+++ Provided data
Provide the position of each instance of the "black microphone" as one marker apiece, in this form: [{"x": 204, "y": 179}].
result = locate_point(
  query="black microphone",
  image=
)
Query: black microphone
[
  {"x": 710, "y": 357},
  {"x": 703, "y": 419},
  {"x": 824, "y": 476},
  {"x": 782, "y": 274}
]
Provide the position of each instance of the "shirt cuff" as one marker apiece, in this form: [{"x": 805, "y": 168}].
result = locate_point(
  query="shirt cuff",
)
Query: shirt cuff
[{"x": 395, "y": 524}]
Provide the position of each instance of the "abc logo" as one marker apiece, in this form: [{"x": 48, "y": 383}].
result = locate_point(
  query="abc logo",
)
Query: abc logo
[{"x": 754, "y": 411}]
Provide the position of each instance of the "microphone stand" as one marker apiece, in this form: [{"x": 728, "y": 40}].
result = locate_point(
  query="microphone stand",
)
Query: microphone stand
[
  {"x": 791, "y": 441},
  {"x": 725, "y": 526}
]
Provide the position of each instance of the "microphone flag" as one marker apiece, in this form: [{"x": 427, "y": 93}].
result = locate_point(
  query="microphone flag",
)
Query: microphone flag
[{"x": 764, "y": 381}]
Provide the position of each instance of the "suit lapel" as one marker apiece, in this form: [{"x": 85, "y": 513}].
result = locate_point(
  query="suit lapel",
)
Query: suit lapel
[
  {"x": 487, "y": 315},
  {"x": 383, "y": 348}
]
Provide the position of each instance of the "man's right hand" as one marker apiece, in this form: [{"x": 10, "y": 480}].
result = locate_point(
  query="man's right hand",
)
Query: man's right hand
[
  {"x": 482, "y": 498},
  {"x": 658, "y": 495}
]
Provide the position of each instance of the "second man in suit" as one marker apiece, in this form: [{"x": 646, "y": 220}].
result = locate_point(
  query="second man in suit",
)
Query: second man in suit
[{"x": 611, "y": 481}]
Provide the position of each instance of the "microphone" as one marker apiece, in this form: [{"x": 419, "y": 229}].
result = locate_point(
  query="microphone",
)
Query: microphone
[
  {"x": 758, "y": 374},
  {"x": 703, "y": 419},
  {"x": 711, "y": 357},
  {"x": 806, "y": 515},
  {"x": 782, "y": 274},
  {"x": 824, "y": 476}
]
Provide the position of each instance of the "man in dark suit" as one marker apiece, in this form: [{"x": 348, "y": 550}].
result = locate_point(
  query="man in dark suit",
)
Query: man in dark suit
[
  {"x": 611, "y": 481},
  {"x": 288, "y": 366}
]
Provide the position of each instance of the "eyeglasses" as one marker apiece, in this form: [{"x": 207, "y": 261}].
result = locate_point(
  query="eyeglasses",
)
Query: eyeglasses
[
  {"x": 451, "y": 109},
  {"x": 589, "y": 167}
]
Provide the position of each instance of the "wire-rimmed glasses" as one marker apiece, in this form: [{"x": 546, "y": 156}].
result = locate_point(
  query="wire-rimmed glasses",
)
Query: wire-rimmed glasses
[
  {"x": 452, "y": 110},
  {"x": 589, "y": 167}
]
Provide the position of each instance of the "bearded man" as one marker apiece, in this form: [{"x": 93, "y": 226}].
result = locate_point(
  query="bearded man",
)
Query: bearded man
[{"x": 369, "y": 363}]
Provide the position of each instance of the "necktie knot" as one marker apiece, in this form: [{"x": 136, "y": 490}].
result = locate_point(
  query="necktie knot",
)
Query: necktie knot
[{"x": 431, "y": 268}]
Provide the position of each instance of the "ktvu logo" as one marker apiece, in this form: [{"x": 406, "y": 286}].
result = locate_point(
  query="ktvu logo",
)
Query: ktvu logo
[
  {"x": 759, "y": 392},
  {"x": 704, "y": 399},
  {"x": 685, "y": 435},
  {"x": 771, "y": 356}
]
++++++
Instruction
Every entry must be retyped in full, exactly as given.

Output of the task
Provide the position of each instance of the "black microphone" as one marker apiece, in this form: [{"x": 204, "y": 179}].
result = locate_point(
  query="black microphone",
  image=
)
Query: black microphone
[
  {"x": 710, "y": 357},
  {"x": 703, "y": 419},
  {"x": 824, "y": 476},
  {"x": 782, "y": 274}
]
Provide the position of each instance of the "shirt cuff" as one marker apiece, in this form: [{"x": 805, "y": 168}].
result = locate_point(
  query="shirt cuff",
)
Query: shirt cuff
[{"x": 395, "y": 524}]
Provide the position of each instance of the "abc logo" as one marker apiece, in this form: [{"x": 48, "y": 383}].
result = locate_point(
  query="abc logo",
)
Query: abc logo
[{"x": 754, "y": 411}]
Provide the position of each instance of the "microphone stand" as one marker apiece, in this form: [{"x": 728, "y": 40}].
result = locate_point(
  query="microphone stand",
)
Query: microphone stand
[
  {"x": 791, "y": 441},
  {"x": 725, "y": 526}
]
Provide the position of each instance of the "microphone flag" as one marker apiece, in this form: [{"x": 427, "y": 93}].
result = locate_point(
  query="microphone flag",
)
Query: microphone flag
[{"x": 764, "y": 381}]
Provide the position of each instance of the "suit lapel" as one marker apiece, in this form: [{"x": 85, "y": 513}].
result = locate_point(
  query="suit lapel",
)
Query: suit lapel
[
  {"x": 487, "y": 315},
  {"x": 383, "y": 348}
]
Provide the position of each instance of the "man's right hand" as one marker apiece, in this form: [{"x": 10, "y": 480}].
result = locate_point(
  query="man's right hand",
)
Query: man's right hand
[
  {"x": 482, "y": 498},
  {"x": 658, "y": 495}
]
Provide the position of each instance of the "second man in suit" as one marker apiece, in this form: [{"x": 646, "y": 220}].
result = locate_point(
  query="second man in suit",
)
Query: second man in suit
[{"x": 611, "y": 481}]
Provide the position of each instance of the "microphone" as one marker apiece, in this form: [{"x": 419, "y": 229}].
result = locate_point(
  query="microphone",
)
Query: microphone
[
  {"x": 758, "y": 374},
  {"x": 703, "y": 419},
  {"x": 711, "y": 357},
  {"x": 806, "y": 515},
  {"x": 782, "y": 274},
  {"x": 824, "y": 476}
]
Provide the position of each instance of the "man in dark suit" as one marker apiece, in this form: [{"x": 348, "y": 550}].
result = locate_point(
  query="man in dark suit",
)
Query: man in dark suit
[
  {"x": 611, "y": 481},
  {"x": 288, "y": 366}
]
Provide the position of each instance of the "eyeglasses" as one marker apiece, in this form: [{"x": 207, "y": 261}].
result = locate_point(
  query="eyeglasses",
)
Query: eyeglasses
[
  {"x": 451, "y": 109},
  {"x": 589, "y": 167}
]
Provide the position of each instance of the "wire-rimmed glasses" as one marker apiece, in this form: [{"x": 546, "y": 156}].
result = locate_point(
  query="wire-rimmed glasses",
)
Query: wire-rimmed glasses
[
  {"x": 452, "y": 110},
  {"x": 589, "y": 167}
]
Provide the position of each instance of the "bearded man" as one marker apiece, in this form: [{"x": 93, "y": 226}].
result = locate_point(
  query="bearded man",
)
Query: bearded man
[{"x": 369, "y": 363}]
Provide the position of each instance of the "necktie knot" as one marker apiece, in this form: [{"x": 136, "y": 490}].
result = locate_point(
  query="necktie knot",
)
Query: necktie knot
[{"x": 431, "y": 268}]
Provide the position of each instance of the "ktvu logo" as one marker apiece, in this form: [{"x": 406, "y": 286}].
result = locate_point(
  query="ktvu logo",
)
Query: ktvu logo
[
  {"x": 759, "y": 392},
  {"x": 704, "y": 399},
  {"x": 685, "y": 435},
  {"x": 771, "y": 356}
]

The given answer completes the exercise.